* Görevler *
[A] Kimlik ve aidiyet üzerine olan metni baştan sona, hiçbir değişiklik yapmadan yeniden yazın.
[B] Aşağıdaki listenin satırlarını, boş satırları atlayarak, "Sıra" ve "Satır" sütunlarından oluşan bir Markdown tablosuna dönüştürün. Resimleri yanıta almayın.

* Kaynak alıntısı *
▶

Kimlik gelişiminin benlik duygusuyla başlaması ve gençlik döneminde kendine özgü değer yargıları bulması da sağlıklı bir gelişim için gerekli aşamalar olduğu belirtilirken, rol karmaşası döneminde yani 12-18 yaşları arasında kimlik sorununun dönüm noktasına ulaştığı uzmanlar tarafından vurgulanmaktadır. Temelde hem bedensel hem de ruhsal gelişimin bu yaş aralığında hız kazanmasının bunda rolü büyüktür.

Bireylerin sahip olması beklenen kimlik türü sürekli tartışılmaktadır. Artık bireylerin birden fazla grubun üyesi oldukları anlamaları beklenmektedir. Bireyin sahip olduğu bu çoklu kimliklerin biri diğerinden üstün görülemez. Bu anlayış ötekilerin yaratılmasını da güçleştirmektedir (Tekeli’den aktaran Akçalı, 2007, s. 129). Meselâ bir insan evinde bir baba, okulda bir öğretmen, sokakta vatandaş kimliğine sahip olabilir. Bazen de Türk asıllı Amerikalı ya da İngiliz asıllı Türk kimliklerine sahip olabilir (Kıcır ve Aksoy, 2004, s. 2447). Yani herhangi bir bireyin sahip olduğu kimliklerin listesi potansiyel olarak sonsuza kadar uzanır; dolayısıyla, aidiyetler aynı şekilde sonsuza kadar uzanır. Bütün bu aidiyet çeşitliliği içerisinde aidiyetlerden hangisinin öne çıkarılacağı, hangisiyle özdeşim kurulacağı, birey veya topluluk için hangi kimliğin diğerlerine göre daha anahtar role sahip olacağı, birçok bireysel ve toplumsal etkene bağlıdır. Bu etkenlerin bireylere ve topluma göre son derece değişken olması ise, aidiyet/kimlik dünyasında gerçekleşen sıralamaların olanca biçimiyle değişken olduğunu gösterir (Vatandaş’dan aktaran Ünal, 2008, s. 120).

◀

Segmentasyon etiketleme girdileri

▶

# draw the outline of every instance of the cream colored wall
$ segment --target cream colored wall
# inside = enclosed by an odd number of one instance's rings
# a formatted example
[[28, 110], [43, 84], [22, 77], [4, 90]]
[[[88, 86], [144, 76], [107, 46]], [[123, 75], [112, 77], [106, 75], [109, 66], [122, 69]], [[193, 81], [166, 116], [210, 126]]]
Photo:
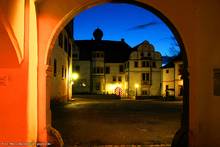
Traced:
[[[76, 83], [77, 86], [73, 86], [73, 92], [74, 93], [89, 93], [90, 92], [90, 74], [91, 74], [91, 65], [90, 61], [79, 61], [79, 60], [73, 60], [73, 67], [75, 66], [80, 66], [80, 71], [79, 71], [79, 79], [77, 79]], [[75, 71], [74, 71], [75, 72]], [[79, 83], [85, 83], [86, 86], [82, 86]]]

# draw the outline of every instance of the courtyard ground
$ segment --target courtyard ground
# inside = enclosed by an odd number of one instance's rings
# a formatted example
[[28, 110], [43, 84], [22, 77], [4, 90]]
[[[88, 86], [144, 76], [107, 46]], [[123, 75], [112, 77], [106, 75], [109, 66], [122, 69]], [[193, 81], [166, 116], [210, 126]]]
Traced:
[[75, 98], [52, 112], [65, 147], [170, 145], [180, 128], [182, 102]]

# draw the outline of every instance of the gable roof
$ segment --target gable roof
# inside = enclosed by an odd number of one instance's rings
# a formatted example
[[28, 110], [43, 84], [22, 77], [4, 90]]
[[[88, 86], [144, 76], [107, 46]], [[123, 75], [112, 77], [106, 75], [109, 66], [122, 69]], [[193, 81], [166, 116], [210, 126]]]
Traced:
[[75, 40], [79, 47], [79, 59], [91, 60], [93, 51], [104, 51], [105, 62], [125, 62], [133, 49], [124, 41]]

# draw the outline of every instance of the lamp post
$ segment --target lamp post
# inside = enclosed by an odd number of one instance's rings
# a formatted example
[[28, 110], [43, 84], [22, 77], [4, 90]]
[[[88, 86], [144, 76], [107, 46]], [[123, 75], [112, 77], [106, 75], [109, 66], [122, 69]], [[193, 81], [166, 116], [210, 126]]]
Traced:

◀

* Görevlere göre yanıtlar *
[A]
Kimlik gelişiminin benlik duygusuyla başlaması ve gençlik döneminde kendine özgü değer yargıları bulması da sağlıklı bir gelişim için gerekli aşamalar olduğu belirtilirken, rol karmaşası döneminde yani 12-18 yaşları arasında kimlik sorununun dönüm noktasına ulaştığı uzmanlar tarafından vurgulanmaktadır. Temelde hem bedensel hem de ruhsal gelişimin bu yaş aralığında hız kazanmasının bunda rolü büyüktür.

Bireylerin sahip olması beklenen kimlik türü sürekli tartışılmaktadır. Artık bireylerin birden fazla grubun üyesi oldukları anlamaları beklenmektedir. Bireyin sahip olduğu bu çoklu kimliklerin biri diğerinden üstün görülemez. Bu anlayış ötekilerin yaratılmasını da güçleştirmektedir (Tekeli’den aktaran Akçalı, 2007, s. 129). Meselâ bir insan evinde bir baba, okulda bir öğretmen, sokakta vatandaş kimliğine sahip olabilir. Bazen de Türk asıllı Amerikalı ya da İngiliz asıllı Türk kimliklerine sahip olabilir (Kıcır ve Aksoy, 2004, s. 2447). Yani herhangi bir bireyin sahip olduğu kimliklerin listesi potansiyel olarak sonsuza kadar uzanır; dolayısıyla, aidiyetler aynı şekilde sonsuza kadar uzanır. Bütün bu aidiyet çeşitliliği içerisinde aidiyetlerden hangisinin öne çıkarılacağı, hangisiyle özdeşim kurulacağı, birey veya topluluk için hangi kimliğin diğerlerine göre daha anahtar role sahip olacağı, birçok bireysel ve toplumsal etkene bağlıdır. Bu etkenlerin bireylere ve topluma göre son derece değişken olması ise, aidiyet/kimlik dünyasında gerçekleşen sıralamaların olanca biçimiyle değişken olduğunu gösterir (Vatandaş’dan aktaran Ünal, 2008, s. 120).

[B]
| Sıra | Satır |
|---|---|
| 1 | # draw the outline of every instance of the cream colored wall |
| 2 | $ segment --target cream colored wall |
| 3 | # inside = enclosed by an odd number of one instance's rings |
| 4 | # a formatted example |
| 5 | [[28, 110], [43, 84], [22, 77], [4, 90]] |
| 6 | [[[88, 86], [144, 76], [107, 46]], [[123, 75], [112, 77], [106, 75], [109, 66], [122, 69]], [[193, 81], [166, 116], [210, 126]]] |
| 7 | Photo: |
| 8 | Traced: |
| 9 | [[[76, 83], [77, 86], [73, 86], [73, 92], [74, 93], [89, 93], [90, 92], [90, 74], [91, 74], [91, 65], [90, 61], [79, 61], [79, 60], [73, 60], [73, 67], [75, 66], [80, 66], [80, 71], [79, 71], [79, 79], [77, 79]], [[75, 71], [74, 71], [75, 72]], [[79, 83], [85, 83], [86, 86], [82, 86]]] |
| 10 | # draw the outline of every instance of the courtyard ground |
| 11 | $ segment --target courtyard ground |
| 12 | # inside = enclosed by an odd number of one instance's rings |
| 13 | # a formatted example |
| 14 | [[28, 110], [43, 84], [22, 77], [4, 90]] |
| 15 | [[[88, 86], [144, 76], [107, 46]], [[123, 75], [112, 77], [106, 75], [109, 66], [122, 69]], [[193, 81], [166, 116], [210, 126]]] |
| 16 | Traced: |
| 17 | [[75, 98], [52, 112], [65, 147], [170, 145], [180, 128], [182, 102]] |
| 18 | # draw the outline of every instance of the gable roof |
| 19 | $ segment --target gable roof |
| 20 | # inside = enclosed by an odd number of one instance's rings |
| 21 | # a formatted example |
| 22 | [[28, 110], [43, 84], [22, 77], [4, 90]] |
| 23 | [[[88, 86], [144, 76], [107, 46]], [[123, 75], [112, 77], [106, 75], [109, 66], [122, 69]], [[193, 81], [166, 116], [210, 126]]] |
| 24 | Traced: |
| 25 | [[75, 40], [79, 47], [79, 59], [91, 60], [93, 51], [104, 51], [105, 62], [125, 62], [133, 49], [124, 41]] |
| 26 | # draw the outline of every instance of the lamp post |
| 27 | $ segment --target lamp post |
| 28 | # inside = enclosed by an odd number of one instance's rings |
| 29 | # a formatted example |
| 30 | [[28, 110], [43, 84], [22, 77], [4, 90]] |
| 31 | [[[88, 86], [144, 76], [107, 46]], [[123, 75], [112, 77], [106, 75], [109, 66], [122, 69]], [[193, 81], [166, 116], [210, 126]]] |
| 32 | Traced: |